EXERCISE INPUT:
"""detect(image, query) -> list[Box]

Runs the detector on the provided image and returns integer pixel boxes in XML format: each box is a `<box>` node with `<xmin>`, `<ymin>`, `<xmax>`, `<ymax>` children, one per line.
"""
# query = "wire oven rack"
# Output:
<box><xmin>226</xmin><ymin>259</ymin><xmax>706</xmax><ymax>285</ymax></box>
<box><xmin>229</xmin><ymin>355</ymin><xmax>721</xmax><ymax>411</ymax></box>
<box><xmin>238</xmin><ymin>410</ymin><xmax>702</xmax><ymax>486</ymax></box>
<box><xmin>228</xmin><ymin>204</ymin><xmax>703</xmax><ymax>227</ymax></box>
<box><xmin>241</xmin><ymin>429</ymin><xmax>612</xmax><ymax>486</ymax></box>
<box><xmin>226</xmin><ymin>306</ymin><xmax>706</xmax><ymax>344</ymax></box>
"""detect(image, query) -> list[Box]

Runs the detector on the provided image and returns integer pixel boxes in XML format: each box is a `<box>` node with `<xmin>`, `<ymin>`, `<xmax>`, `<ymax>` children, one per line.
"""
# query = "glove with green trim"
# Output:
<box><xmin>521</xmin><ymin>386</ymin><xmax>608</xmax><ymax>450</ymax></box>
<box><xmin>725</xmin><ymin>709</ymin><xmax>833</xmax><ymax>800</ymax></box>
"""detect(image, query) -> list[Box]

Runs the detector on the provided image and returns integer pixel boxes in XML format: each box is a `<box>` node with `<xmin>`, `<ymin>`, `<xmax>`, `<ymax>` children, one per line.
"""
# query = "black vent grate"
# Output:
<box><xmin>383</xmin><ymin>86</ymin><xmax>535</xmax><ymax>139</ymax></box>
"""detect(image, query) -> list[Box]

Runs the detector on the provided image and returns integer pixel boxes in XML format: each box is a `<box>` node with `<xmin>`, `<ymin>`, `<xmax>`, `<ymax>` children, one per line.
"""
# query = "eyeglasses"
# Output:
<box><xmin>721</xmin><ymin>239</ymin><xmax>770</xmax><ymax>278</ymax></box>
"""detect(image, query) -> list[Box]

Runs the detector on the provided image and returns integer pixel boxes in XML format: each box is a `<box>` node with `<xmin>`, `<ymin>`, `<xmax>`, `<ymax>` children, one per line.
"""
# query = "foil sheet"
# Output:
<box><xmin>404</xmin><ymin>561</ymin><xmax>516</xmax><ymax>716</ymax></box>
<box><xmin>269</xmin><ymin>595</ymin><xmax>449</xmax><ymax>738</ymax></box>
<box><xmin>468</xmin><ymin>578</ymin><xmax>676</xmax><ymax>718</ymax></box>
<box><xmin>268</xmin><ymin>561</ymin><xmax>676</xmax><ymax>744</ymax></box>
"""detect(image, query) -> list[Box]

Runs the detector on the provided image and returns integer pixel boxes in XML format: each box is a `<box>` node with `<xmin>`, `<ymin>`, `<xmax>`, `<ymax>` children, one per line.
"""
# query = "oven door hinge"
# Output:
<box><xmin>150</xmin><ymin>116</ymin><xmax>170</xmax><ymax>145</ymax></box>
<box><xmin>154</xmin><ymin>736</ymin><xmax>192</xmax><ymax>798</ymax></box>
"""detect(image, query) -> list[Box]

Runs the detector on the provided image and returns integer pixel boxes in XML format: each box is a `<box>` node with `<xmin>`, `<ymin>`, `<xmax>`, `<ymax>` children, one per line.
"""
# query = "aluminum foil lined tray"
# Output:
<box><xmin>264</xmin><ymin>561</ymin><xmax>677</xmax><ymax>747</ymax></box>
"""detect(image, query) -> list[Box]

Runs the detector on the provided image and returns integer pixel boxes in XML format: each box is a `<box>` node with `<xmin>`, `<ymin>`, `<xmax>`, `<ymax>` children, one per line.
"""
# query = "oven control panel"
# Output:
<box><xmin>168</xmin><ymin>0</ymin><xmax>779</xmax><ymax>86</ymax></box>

JOB: Display each line in the records that contains the string "foil", copied without changes.

REPLY TO THE EXERCISE:
# query = "foil sheet"
# query = "aluminum foil lined tray"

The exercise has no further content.